- **WORK REQUEST**: What is needed here is an exact printout of the data, with no pictures included.

- **DATA TO EXAMINE**:
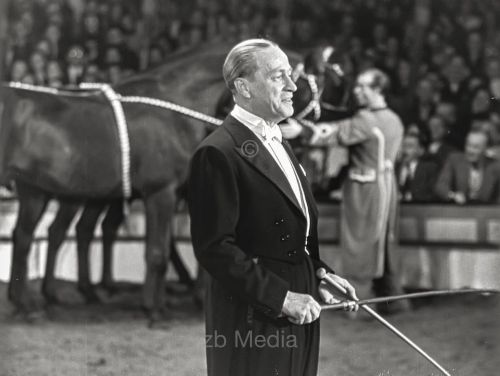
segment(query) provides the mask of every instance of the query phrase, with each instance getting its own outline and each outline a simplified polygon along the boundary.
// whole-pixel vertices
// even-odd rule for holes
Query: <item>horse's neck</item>
[[[300,77],[297,81],[297,91],[293,96],[293,107],[295,114],[303,111],[313,99],[313,94],[307,79]]]

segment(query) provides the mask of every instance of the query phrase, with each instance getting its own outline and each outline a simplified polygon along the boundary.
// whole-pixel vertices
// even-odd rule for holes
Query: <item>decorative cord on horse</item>
[[[79,91],[61,90],[52,87],[37,86],[21,82],[9,82],[8,85],[16,89],[32,90],[53,95],[60,95],[60,94],[67,94],[74,92],[79,93]],[[168,102],[161,99],[143,97],[143,96],[122,96],[121,94],[117,93],[111,87],[111,85],[106,83],[83,82],[80,84],[80,88],[83,89],[83,92],[87,92],[88,90],[102,91],[104,96],[109,100],[111,104],[111,107],[113,109],[113,114],[116,119],[116,126],[118,130],[118,138],[120,143],[121,167],[122,167],[122,191],[123,191],[123,197],[125,199],[129,199],[131,197],[132,187],[130,180],[130,140],[128,135],[127,119],[125,117],[125,113],[123,111],[123,106],[122,106],[123,102],[142,103],[149,106],[164,108],[166,110],[175,111],[180,114],[189,116],[193,119],[197,119],[205,123],[216,126],[222,124],[222,120],[220,119],[175,104],[173,102]]]

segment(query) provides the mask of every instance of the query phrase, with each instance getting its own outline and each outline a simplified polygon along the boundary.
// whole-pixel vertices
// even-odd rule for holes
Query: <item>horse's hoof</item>
[[[148,320],[148,329],[170,330],[172,329],[171,317],[163,312],[152,312]]]
[[[42,287],[42,295],[45,299],[45,302],[50,305],[61,304],[61,299],[57,295],[57,290],[51,287]]]
[[[35,292],[23,292],[20,296],[11,294],[9,300],[16,307],[16,310],[22,314],[43,312],[46,306],[44,298]]]
[[[54,293],[49,293],[49,294],[44,293],[43,297],[45,298],[45,301],[49,305],[59,305],[59,304],[61,304],[61,299],[59,299],[59,297],[57,296],[57,294],[54,294]]]
[[[103,289],[108,296],[114,296],[118,293],[118,286],[113,282],[101,282],[99,287]]]
[[[26,311],[23,309],[16,309],[12,314],[12,317],[16,321],[33,325],[41,324],[48,319],[47,312],[45,310]]]
[[[99,304],[101,303],[101,298],[97,293],[95,292],[93,287],[78,287],[78,291],[80,294],[82,294],[83,298],[85,299],[85,303],[87,304]]]
[[[40,324],[47,321],[46,311],[35,311],[26,313],[26,321],[30,324]]]
[[[148,328],[153,329],[158,323],[162,321],[162,315],[159,311],[149,311],[148,312]]]

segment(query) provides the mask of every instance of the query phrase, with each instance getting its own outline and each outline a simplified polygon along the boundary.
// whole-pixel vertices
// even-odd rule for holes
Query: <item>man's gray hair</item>
[[[269,47],[278,47],[267,39],[247,39],[234,46],[226,56],[222,66],[222,76],[229,90],[234,91],[234,81],[239,77],[249,77],[257,70],[255,54]]]
[[[362,71],[359,76],[364,74],[372,75],[372,88],[378,88],[382,94],[387,94],[387,91],[391,86],[391,80],[385,72],[377,68],[368,68]]]

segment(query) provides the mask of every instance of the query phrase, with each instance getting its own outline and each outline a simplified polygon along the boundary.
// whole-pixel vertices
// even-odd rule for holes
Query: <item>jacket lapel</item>
[[[257,171],[271,181],[285,197],[304,215],[290,183],[276,164],[272,155],[262,144],[261,140],[245,125],[229,116],[224,127],[229,131],[235,141],[236,152]]]
[[[309,181],[307,180],[307,177],[305,176],[302,170],[302,166],[300,166],[300,163],[297,160],[297,157],[295,157],[292,147],[290,146],[288,141],[283,140],[283,146],[285,147],[285,150],[288,153],[290,160],[292,161],[293,167],[295,168],[295,171],[297,171],[300,183],[302,184],[302,189],[304,190],[304,195],[306,196],[307,206],[310,212],[309,215],[311,217],[314,216],[314,218],[316,218],[318,216],[318,209],[316,207],[316,200],[314,199],[314,196],[312,194]]]
[[[461,160],[461,163],[458,165],[459,170],[457,171],[457,177],[460,181],[457,182],[457,188],[459,190],[463,190],[466,196],[469,195],[469,177],[470,177],[470,164],[466,161],[465,158]]]

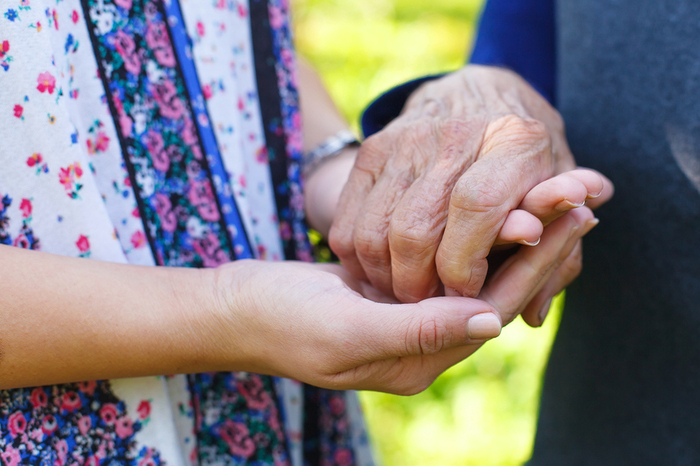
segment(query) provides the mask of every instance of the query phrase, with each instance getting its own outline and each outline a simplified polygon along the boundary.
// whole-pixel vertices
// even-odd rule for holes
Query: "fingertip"
[[[501,334],[501,319],[493,313],[484,312],[472,316],[467,322],[467,336],[472,340],[490,340]]]
[[[501,227],[495,245],[519,243],[536,246],[543,231],[542,222],[533,214],[521,209],[512,210]]]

- **RESULT OF THIS EXERCISE**:
segment(query) provides the mask of every instance of the query phrase, with each instance getting its own outline and each outline a simplified polygon along the boundary.
// whole-pixel vertices
// even-odd rule for holes
Query: <item>horse's neck</item>
[[[300,77],[297,81],[297,91],[293,96],[293,107],[295,114],[303,111],[313,99],[313,94],[307,79]]]

segment(query) provides the mask of every instance of the query phrase, with each instance getting its own outline and each outline a simplified polygon along the boundary.
// whole-pixel vertices
// even-odd rule for holes
Query: <item>decorative cord on horse</item>
[[[79,91],[61,90],[52,87],[37,86],[21,82],[9,82],[8,85],[16,89],[32,90],[53,95],[60,95],[60,94],[67,94],[74,92],[79,93]],[[168,102],[161,99],[143,97],[143,96],[122,96],[121,94],[117,93],[111,87],[111,85],[106,83],[83,82],[80,84],[80,88],[83,89],[83,92],[87,92],[88,90],[102,91],[104,96],[109,100],[111,104],[111,107],[113,109],[113,114],[116,119],[116,126],[118,130],[118,138],[120,143],[121,167],[122,167],[122,191],[123,191],[123,197],[125,199],[129,199],[131,197],[132,187],[130,180],[130,140],[128,135],[127,119],[125,117],[125,113],[123,111],[123,106],[122,106],[123,102],[142,103],[149,106],[164,108],[166,110],[175,111],[180,114],[189,116],[193,119],[197,119],[205,123],[216,126],[222,124],[222,120],[220,119],[175,104],[173,102]]]

segment(query) provides the mask of every instance of the query phrase, with each instance getting its own outline and each outline a simplified polygon along the boundary.
// whole-pixel vertices
// even-odd rule for holes
Query: <item>horse's hoof</item>
[[[148,320],[148,329],[170,330],[172,329],[171,317],[163,312],[152,312]]]
[[[42,287],[42,295],[45,299],[45,302],[50,305],[61,304],[61,299],[57,295],[57,290],[51,287]]]
[[[35,292],[23,292],[20,296],[11,294],[9,300],[16,307],[16,310],[22,314],[43,312],[46,306],[44,298]]]
[[[54,293],[49,293],[49,294],[44,293],[43,297],[45,298],[45,301],[49,305],[59,305],[59,304],[61,304],[61,299],[59,299],[59,297],[57,296],[57,294],[54,294]]]
[[[103,289],[108,296],[114,296],[118,293],[118,286],[113,282],[101,282],[99,287]]]
[[[26,311],[23,309],[16,309],[12,314],[12,317],[16,321],[33,325],[41,324],[48,319],[47,312],[45,310]]]
[[[99,304],[101,303],[101,298],[97,293],[95,292],[93,287],[78,287],[78,291],[80,294],[82,294],[83,298],[85,299],[85,303],[87,304]]]
[[[40,324],[47,321],[46,311],[35,311],[26,313],[26,321],[30,324]]]
[[[148,328],[153,329],[158,323],[162,321],[162,315],[159,311],[149,311],[148,312]]]

segment(query) provides the mask of every instance of the query phrase, with each instance getting its own outline and each outline a simplified polygon along the boundary.
// whole-pixel vertices
// even-odd rule for holes
Query: <item>man's gray hair</item>
[[[269,47],[278,47],[267,39],[247,39],[234,46],[226,56],[222,66],[222,76],[229,90],[234,91],[234,81],[239,77],[249,77],[257,70],[255,54]]]
[[[362,71],[359,76],[364,74],[372,75],[372,88],[378,88],[382,94],[387,94],[387,91],[391,86],[391,80],[385,72],[377,68],[368,68]]]

segment(query) provides the mask of every instance of the query phrase, with each instance getting its own outline and each outline a simplified polygon along the boundary.
// whole-pixel vertices
// even-odd rule for holes
Query: <item>jacket lapel</item>
[[[257,171],[271,181],[285,197],[304,215],[290,183],[276,164],[272,155],[262,144],[261,140],[245,125],[229,116],[224,127],[229,131],[235,141],[236,152]]]
[[[309,181],[307,180],[307,177],[305,176],[302,170],[302,166],[300,166],[300,163],[297,160],[297,157],[295,157],[292,147],[290,146],[288,141],[283,140],[283,146],[285,147],[285,150],[288,153],[290,160],[292,161],[293,167],[295,168],[295,171],[297,171],[300,183],[302,184],[302,189],[304,190],[304,195],[306,196],[307,206],[310,212],[309,215],[311,217],[314,216],[314,218],[316,218],[318,216],[318,209],[316,207],[316,200],[314,199],[314,196],[312,194]]]
[[[461,160],[461,163],[458,165],[459,170],[457,171],[457,177],[460,181],[457,182],[457,188],[459,190],[463,190],[466,196],[469,195],[469,177],[470,177],[470,164],[466,161],[465,158]]]

segment(query) provides the mask of every instance of the query phrase, with each instance getting its own outline and each outline a simplified polygon along the boundary.
// whole-pixel vertices
// even-odd rule for holes
Query: "fingertip"
[[[501,334],[501,319],[493,313],[484,312],[472,316],[467,322],[467,336],[472,340],[490,340]]]
[[[501,227],[495,245],[519,243],[536,246],[543,231],[542,222],[533,214],[521,209],[512,210]]]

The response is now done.